*List of tasks:*
A - Answer these questions from the passage on revising the Funds' fundamental investment restrictions:
(i) Before the SEC amended its rules in 1991, what was the longest deemed maturity a money market fund could purchase, apart from certain government securities?
(ii) To what limit did the SEC extend that maturity in 1991?
(iii) What does submitting Proposal 2 at this time spare the Funds?
B - Continue the passage on revising the Funds' fundamental investment restrictions, picking up after its final sentence.
:: Extracted text ::
The Board of Trustees believes that this change would enhance the Investment
Manager's ability to manage the Funds' portfolios in a changing regulatory or
investment environment. Accordingly, investment management opportunities would
be increased. For example, until the SEC amended its rules in 1991, a money
market fund could not purchase securities (other than certain government
securities) with a deemed maturity of greater than one year (365 days). In 1991,
the SEC extended the maturity limitation to 13 months (397 days). Unfortunately,
if a money market fund had elected to adopt a fundamental investment policy
specifically limiting its investments to those with a deemed maturity of 365
days or less, that fund was faced with the difficult dilemma of either bearing
the expense of a shareholders' meeting to change its fundamental investment
restriction or foregoing the investment opportunities afforded by the SEC's
change in the maturity limitations (and foregoing the higher yields typically
associated with longer maturities). The proposed revision of the Funds'
fundamental investment restrictions are designed to avoid this type of dilemma.

         The Board of Trustees believes that submitting Proposal 2 to each
Fund's shareholders at this time is in the shareholders' and each Fund's best
interest because it takes advantage of the opportunity afforded by the need to
submit Proposal 1 to the Funds' shareholders. This will spare the Funds the
extra costs and time delays of having a second or separate shareholder meeting
to consider Proposal 2. It will also provide each Fund with additional
flexibility and the other advantages discussed above.
:::
:: Source material ::
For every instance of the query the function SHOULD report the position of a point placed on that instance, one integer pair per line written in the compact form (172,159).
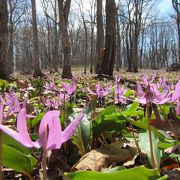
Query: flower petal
:::
*Results in order:*
A -
(i) One year (365 days).
(ii) 13 months (397 days).
(iii) The extra costs and time delays of holding a second or separate shareholder meeting to consider Proposal 2.

B -
         The proposed changes to each Fund's fundamental investment restrictions
are discussed in detail below. Each Fund's current fundamental investment
restrictions, which are found in its statement of additional information, are 
set forth in Exhibit C.

         Except as described below, each Fund's fundamental investment
restrictions will be reclassified as non-fundamental investment restrictions
(which may be eliminated, reclassified, or amended by the Board of Trustees
without shareholder approval). Investment restriction 4 (which is based on a
Blue Sky position that is no longer applicable) will be eliminated. Investment
restriction 3 pertains to each Fund's ability (i) to concentrate (as defined in
the 1940 Act) its investments and (ii) to invest in repurchase agreements. The
portion of investment restriction 3 pertaining to concentration is amended and
renumbered as fundamental investment restriction 2 as set forth below. The
portion of investment restriction 3 pertaining to investment in repurchase
agreements will be reclassified as a non-fundamental investment restriction.

         The following investment restrictions are proposed as the new
fundamental investment restrictions for each Fund. They are designed to meet the
requirements of the 1940 Act and the rules and regulations thereunder while
allowing the Investment Manager the greatest possible flexibility to pursue
investment opportunities as the regulatory landscape and investment and economic
markets change. If Proposal 2 is approved, each Fund will have no fundamental


                                      -7-
<PAGE>   12
investment policies or investment restrictions except those set forth below.
Each Fund's prospectus and statement of additional information will be revised
to reflect the changes in the Fund's fundamental investment policies and
restrictions. The proposed new fundamental investment restrictions for each Fund
are:

         The Fund:

               1.   May purchase securities of any issuer only when consistent
                    with the maintenance of its status as a diversified company
                    under the 1940 Act.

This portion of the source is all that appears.